── Data records

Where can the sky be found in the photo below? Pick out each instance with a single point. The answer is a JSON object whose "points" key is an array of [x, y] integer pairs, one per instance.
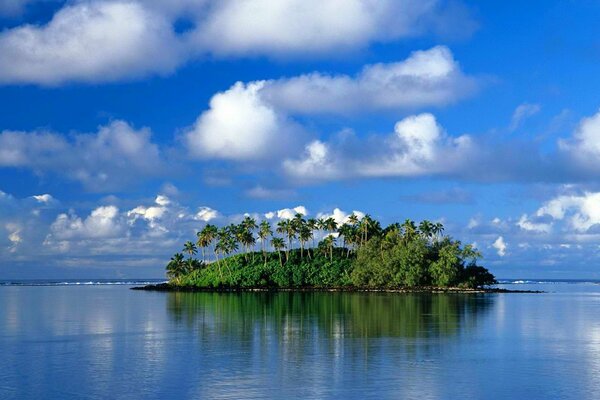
{"points": [[127, 125]]}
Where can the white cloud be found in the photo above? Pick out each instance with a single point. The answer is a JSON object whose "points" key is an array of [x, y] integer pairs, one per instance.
{"points": [[107, 40], [89, 41], [14, 236], [527, 224], [43, 198], [240, 126], [206, 214], [426, 78], [418, 146], [585, 143], [151, 213], [286, 213], [340, 216], [261, 192], [521, 113], [114, 156], [11, 8], [103, 222], [581, 211], [316, 163], [500, 246], [300, 27]]}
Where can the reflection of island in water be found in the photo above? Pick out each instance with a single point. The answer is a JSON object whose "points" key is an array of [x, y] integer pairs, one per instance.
{"points": [[329, 315]]}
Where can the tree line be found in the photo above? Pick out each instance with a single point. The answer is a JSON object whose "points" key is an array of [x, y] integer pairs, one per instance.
{"points": [[359, 252]]}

────

Task statement =
An exact reprint of every record is required, with the pictures omitted.

Exercise response =
Where can the sky be found in the photo below? Pick out each instance with a single point. The answer is a JSON object whose "points" key is an array of [x, y] integer pairs, one per instance.
{"points": [[127, 125]]}
Where can the white cloud be found in the photo above? Pick out each instance with a single point. The answer is a JSON object whose "points" key is an array of [x, y] integer pairs, one per instance.
{"points": [[107, 40], [89, 41], [14, 236], [527, 224], [43, 198], [240, 126], [206, 214], [426, 78], [418, 146], [585, 143], [151, 213], [286, 213], [340, 216], [261, 192], [521, 113], [114, 156], [11, 8], [103, 222], [581, 211], [316, 163], [500, 246], [300, 27]]}
Where can the reflection of island in water be found in the photo above? Pick out each instance with a single point. The answer is a JSON object whose "points" key is an array of [x, y] integer pairs, one per instance.
{"points": [[329, 315]]}
Where can the tree line be found in the photo above? Pick out each instance with a single point. The answer is a JSON object whose "points" key is an array of [x, y] integer pairs, one per instance.
{"points": [[359, 252]]}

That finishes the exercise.